● **RECORDS PROVIDED**:
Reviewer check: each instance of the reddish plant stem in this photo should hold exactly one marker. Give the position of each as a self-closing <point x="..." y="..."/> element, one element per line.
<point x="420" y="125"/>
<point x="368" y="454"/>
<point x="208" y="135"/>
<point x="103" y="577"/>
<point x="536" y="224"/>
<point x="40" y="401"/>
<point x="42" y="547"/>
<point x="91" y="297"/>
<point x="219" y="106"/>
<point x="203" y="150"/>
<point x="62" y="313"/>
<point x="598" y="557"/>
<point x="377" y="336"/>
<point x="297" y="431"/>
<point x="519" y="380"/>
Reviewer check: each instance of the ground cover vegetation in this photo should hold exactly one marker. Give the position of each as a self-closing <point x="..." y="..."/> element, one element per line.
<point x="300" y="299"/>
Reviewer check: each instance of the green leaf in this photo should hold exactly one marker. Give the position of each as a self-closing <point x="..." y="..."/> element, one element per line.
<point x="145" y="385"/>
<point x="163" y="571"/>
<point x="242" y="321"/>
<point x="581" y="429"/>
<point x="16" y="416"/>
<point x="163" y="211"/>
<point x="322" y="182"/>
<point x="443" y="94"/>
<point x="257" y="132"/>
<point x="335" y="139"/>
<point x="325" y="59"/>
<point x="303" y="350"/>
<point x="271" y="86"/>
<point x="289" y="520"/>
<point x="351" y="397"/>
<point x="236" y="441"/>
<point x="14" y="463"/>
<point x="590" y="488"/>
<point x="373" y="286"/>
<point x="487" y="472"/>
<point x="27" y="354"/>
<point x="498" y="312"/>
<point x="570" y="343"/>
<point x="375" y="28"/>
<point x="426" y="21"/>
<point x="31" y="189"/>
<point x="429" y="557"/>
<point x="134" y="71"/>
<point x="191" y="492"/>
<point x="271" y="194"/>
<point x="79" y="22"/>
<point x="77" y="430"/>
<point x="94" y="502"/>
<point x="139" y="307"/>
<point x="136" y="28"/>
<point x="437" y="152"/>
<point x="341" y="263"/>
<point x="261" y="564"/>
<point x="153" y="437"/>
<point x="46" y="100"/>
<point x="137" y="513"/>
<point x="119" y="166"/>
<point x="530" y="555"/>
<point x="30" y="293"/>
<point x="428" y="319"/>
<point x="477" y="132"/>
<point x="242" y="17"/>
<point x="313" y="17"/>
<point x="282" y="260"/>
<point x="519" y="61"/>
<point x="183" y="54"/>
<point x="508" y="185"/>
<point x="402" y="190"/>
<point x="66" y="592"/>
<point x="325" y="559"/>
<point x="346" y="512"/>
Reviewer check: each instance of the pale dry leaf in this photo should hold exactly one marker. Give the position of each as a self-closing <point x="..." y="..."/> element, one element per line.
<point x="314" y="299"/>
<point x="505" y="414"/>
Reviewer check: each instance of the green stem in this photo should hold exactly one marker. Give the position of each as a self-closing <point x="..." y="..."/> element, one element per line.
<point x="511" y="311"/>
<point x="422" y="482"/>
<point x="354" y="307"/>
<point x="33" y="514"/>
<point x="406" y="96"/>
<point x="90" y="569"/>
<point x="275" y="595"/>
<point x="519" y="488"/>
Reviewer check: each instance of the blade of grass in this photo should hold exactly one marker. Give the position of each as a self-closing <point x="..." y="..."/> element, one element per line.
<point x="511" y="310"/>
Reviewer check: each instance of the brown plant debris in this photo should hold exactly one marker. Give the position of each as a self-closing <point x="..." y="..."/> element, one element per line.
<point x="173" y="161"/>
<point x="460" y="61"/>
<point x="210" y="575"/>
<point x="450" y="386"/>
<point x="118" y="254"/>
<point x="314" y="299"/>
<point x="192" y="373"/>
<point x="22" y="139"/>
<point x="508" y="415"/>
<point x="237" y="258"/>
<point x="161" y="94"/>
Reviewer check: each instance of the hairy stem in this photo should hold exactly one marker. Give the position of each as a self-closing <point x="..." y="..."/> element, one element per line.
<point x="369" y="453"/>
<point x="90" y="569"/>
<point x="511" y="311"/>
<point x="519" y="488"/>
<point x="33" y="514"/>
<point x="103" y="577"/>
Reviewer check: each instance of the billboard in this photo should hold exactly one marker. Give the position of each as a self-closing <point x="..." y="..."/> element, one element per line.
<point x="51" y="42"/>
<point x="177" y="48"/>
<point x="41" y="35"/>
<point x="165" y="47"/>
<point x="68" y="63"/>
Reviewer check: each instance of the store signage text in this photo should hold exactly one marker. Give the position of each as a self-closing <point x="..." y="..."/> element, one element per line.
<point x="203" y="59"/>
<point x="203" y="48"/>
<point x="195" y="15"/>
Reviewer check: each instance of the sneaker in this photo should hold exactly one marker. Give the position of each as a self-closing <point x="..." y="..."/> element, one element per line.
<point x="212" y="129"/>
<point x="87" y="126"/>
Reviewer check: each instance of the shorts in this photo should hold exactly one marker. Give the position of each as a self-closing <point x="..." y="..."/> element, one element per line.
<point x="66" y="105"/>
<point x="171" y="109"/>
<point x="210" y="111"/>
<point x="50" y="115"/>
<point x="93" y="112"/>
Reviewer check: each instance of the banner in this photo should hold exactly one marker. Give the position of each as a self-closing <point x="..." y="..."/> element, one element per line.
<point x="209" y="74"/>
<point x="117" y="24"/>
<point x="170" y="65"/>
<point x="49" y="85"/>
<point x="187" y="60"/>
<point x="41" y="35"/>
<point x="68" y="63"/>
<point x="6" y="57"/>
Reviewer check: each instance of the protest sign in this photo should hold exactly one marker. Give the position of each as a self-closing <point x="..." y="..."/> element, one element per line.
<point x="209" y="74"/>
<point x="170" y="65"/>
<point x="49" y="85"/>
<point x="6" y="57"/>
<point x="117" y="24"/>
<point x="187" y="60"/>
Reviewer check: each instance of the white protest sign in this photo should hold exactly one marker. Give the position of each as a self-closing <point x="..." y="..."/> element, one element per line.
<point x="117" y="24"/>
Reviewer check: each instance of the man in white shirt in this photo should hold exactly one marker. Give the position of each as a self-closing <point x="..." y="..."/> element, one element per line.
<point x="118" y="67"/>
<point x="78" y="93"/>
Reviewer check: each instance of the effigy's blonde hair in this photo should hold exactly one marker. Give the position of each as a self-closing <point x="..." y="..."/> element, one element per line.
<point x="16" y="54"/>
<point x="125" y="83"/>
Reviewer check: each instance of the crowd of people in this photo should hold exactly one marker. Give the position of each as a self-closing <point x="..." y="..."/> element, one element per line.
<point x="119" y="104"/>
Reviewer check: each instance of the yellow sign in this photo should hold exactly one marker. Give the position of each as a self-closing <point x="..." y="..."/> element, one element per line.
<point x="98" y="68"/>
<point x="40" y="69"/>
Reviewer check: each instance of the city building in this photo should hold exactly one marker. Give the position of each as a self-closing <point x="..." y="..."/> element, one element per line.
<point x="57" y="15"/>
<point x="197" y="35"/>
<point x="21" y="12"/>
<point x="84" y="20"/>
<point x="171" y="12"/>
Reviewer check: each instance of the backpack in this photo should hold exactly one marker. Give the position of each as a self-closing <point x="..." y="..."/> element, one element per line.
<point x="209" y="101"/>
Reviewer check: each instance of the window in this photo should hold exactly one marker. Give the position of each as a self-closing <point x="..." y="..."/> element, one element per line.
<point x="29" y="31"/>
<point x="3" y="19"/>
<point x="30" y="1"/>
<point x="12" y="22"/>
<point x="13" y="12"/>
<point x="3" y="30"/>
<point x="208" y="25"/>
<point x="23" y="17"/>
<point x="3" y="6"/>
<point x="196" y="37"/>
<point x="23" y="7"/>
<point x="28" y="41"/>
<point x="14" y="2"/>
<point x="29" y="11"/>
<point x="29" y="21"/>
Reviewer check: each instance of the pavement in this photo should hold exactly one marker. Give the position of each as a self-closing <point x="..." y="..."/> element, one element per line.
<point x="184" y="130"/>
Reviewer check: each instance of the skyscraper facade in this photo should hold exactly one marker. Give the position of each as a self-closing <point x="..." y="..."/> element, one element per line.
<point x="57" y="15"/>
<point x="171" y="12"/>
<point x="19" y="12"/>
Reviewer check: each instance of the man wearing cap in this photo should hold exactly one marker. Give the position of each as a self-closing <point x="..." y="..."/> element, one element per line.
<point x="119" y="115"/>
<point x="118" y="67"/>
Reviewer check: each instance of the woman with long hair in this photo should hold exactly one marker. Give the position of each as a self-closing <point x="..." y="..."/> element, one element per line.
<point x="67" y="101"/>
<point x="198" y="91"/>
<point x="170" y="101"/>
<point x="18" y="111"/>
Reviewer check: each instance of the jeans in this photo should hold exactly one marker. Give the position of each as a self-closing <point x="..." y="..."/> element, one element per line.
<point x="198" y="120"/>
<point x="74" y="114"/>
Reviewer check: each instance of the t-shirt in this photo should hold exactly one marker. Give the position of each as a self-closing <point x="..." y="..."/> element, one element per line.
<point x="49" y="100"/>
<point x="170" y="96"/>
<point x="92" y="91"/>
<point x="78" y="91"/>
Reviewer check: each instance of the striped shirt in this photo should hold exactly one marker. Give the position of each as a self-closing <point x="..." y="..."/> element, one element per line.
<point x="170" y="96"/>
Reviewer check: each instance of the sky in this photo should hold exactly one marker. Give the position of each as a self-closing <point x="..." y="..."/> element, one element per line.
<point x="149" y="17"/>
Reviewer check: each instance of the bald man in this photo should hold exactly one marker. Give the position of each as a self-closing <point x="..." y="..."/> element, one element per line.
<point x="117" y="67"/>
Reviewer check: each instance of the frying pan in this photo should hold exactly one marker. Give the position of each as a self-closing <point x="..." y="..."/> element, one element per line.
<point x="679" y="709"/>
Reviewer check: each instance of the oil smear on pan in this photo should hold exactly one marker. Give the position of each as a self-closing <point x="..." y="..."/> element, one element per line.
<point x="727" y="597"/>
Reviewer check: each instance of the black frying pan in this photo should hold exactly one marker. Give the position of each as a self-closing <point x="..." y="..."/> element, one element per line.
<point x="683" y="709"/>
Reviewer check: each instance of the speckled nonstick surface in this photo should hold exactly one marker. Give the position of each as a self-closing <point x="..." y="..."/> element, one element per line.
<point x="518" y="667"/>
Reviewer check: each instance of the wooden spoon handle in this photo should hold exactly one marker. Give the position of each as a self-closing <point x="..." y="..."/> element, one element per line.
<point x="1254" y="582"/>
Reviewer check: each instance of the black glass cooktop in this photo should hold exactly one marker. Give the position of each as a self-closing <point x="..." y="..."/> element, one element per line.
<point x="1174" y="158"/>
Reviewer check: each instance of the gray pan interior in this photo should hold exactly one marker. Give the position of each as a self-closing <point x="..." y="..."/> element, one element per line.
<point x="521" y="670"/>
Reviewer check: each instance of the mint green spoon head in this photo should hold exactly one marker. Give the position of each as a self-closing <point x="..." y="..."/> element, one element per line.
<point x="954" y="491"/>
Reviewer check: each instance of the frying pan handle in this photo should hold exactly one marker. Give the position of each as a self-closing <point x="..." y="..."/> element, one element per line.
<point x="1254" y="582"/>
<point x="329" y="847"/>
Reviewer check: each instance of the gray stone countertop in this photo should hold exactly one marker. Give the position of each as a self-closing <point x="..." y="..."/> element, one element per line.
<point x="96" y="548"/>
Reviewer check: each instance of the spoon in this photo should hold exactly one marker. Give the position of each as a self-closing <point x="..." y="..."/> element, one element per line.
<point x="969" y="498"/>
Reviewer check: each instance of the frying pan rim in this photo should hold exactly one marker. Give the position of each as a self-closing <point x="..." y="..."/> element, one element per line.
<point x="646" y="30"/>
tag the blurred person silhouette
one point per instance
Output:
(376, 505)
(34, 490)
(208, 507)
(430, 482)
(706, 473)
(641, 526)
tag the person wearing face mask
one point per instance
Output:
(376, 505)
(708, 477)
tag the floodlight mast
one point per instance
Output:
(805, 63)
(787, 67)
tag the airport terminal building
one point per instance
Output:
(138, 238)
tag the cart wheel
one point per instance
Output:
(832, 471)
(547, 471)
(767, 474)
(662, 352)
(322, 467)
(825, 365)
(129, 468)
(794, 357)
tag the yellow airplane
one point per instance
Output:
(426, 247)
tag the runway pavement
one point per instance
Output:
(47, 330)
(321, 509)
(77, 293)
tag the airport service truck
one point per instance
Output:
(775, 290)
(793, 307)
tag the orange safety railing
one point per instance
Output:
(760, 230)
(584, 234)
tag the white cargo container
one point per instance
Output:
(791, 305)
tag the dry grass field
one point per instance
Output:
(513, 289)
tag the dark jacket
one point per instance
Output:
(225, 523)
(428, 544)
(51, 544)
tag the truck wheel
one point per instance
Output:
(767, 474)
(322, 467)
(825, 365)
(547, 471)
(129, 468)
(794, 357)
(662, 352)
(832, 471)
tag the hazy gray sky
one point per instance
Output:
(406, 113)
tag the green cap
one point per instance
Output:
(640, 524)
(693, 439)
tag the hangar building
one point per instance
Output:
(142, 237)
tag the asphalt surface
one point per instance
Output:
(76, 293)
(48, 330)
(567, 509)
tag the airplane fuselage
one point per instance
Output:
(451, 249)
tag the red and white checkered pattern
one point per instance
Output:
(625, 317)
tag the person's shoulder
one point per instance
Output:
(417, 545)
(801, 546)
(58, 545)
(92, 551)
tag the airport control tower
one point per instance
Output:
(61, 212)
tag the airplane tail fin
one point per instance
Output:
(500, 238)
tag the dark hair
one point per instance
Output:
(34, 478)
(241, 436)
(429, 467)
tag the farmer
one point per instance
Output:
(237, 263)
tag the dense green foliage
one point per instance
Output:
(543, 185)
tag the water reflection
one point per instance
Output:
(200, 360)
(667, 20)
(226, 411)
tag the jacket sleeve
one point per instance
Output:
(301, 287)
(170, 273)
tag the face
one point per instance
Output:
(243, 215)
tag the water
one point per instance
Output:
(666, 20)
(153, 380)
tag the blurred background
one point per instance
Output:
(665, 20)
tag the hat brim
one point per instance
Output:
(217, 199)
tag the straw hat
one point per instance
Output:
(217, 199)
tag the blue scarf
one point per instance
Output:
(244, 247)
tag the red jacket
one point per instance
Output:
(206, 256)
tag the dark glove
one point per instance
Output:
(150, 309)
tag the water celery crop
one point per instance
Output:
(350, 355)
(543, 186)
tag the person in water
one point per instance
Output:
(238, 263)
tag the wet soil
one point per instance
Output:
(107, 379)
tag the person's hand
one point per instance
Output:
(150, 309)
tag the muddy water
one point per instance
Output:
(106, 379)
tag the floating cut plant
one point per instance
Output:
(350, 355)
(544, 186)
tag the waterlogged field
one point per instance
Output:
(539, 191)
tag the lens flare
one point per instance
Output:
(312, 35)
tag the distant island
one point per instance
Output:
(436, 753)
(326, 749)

● **INSTRUCTIONS FOR THE TASK**: If a line in the records above holds the string "airplane", copy it out.

● **EXERCISE RESULT**:
tag the yellow airplane
tag the airplane fuselage
tag the airplane tail fin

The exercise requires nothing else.